* Tasks to perform *
1: How would you render this sentence from the ministry post in Spanish: "It was a beautiful service, prepared by Penny herself."?
2: Do these statements agree with the ministry post? Answer yes or no for each and quote the deciding words. (a) The writer once studied as a student minister at Luther King House. (b) Rev Jeff Gould was Penny's husband. (c) Penny prepared her own funeral service.
3: Repeat everything in the ministry post from "Working alongside Janine" down to "discussion and understanding.".

* Document passage *
◆ ◆ ◆ ◆

Monday, 23 October 2023

Love is the Only Response: Deliver Us To and Not From the Suffering in the World

Working alongside Janine (a student minister working with the congregations I serve), discussing her time studying at Luther King House, has got me reflecting on my time as a student minister there. Particularly the challenges of being a Unitarian studying alongside fellow students from traditional Christian denominations. I know myself it took time to adjust and to find myself and my own understanding of my faith within this context. This is not easy, and it is not the only environment that you have find yourself during this challenging time; it is not easy, but it is vital to ministry formation dare I say. I think one the most challenging aspect of time in college is the assumed starting points in theological discussion and understanding.

I have been thinking a lot about ministry these last few weeks.

I recently attended Rev Penny Johnson’s funeral. It was a beautiful service, prepared by Penny herself. Her husband Ken and minister Rev Jeff Gould of course adapted and added to it, especially in some elements of the personal tribute to Penny’s life and ministry. Penny exemplified ministry, Unitarian ministry through her love and service. I have some wonderful personal memories of Penny. She was especially helpful to me in my formative years in the job.

◆ ◆ ◆ ◆

* Records supplied *
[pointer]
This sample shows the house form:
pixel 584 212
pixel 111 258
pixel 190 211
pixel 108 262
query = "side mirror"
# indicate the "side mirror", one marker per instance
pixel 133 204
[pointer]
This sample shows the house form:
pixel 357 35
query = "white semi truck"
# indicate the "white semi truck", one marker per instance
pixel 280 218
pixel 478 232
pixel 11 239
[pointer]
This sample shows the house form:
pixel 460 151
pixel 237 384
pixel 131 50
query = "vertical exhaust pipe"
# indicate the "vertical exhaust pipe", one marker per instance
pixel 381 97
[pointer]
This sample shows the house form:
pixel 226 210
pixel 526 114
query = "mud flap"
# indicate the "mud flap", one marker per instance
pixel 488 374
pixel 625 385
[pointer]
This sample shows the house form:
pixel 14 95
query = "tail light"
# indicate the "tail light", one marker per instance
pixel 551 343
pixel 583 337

◆ ◆ ◆ ◆

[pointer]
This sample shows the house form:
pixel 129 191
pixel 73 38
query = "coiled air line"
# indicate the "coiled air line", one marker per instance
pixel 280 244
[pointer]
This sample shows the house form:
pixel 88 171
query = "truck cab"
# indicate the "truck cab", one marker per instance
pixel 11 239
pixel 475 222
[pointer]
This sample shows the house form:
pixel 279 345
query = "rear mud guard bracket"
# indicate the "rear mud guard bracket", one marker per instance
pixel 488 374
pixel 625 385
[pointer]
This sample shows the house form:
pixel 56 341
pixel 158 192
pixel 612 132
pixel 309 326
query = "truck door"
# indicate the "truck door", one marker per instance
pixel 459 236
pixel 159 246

◆ ◆ ◆ ◆

* Solved tasks *
1: Fue un servicio hermoso, preparado por la propia Penny.

2:
(a) Yes: "reflecting on my time as a student minister there."
(b) No: "Her husband Ken and minister Rev Jeff Gould"
(c) Yes: "It was a beautiful service, prepared by Penny herself."

3:
Working alongside Janine (a student minister working with the congregations I serve), discussing her time studying at Luther King House, has got me reflecting on my time as a student minister there. Particularly the challenges of being a Unitarian studying alongside fellow students from traditional Christian denominations. I know myself it took time to adjust and to find myself and my own understanding of my faith within this context. This is not easy, and it is not the only environment that you have find yourself during this challenging time; it is not easy, but it is vital to ministry formation dare I say. I think one the most challenging aspect of time in college is the assumed starting points in theological discussion and understanding.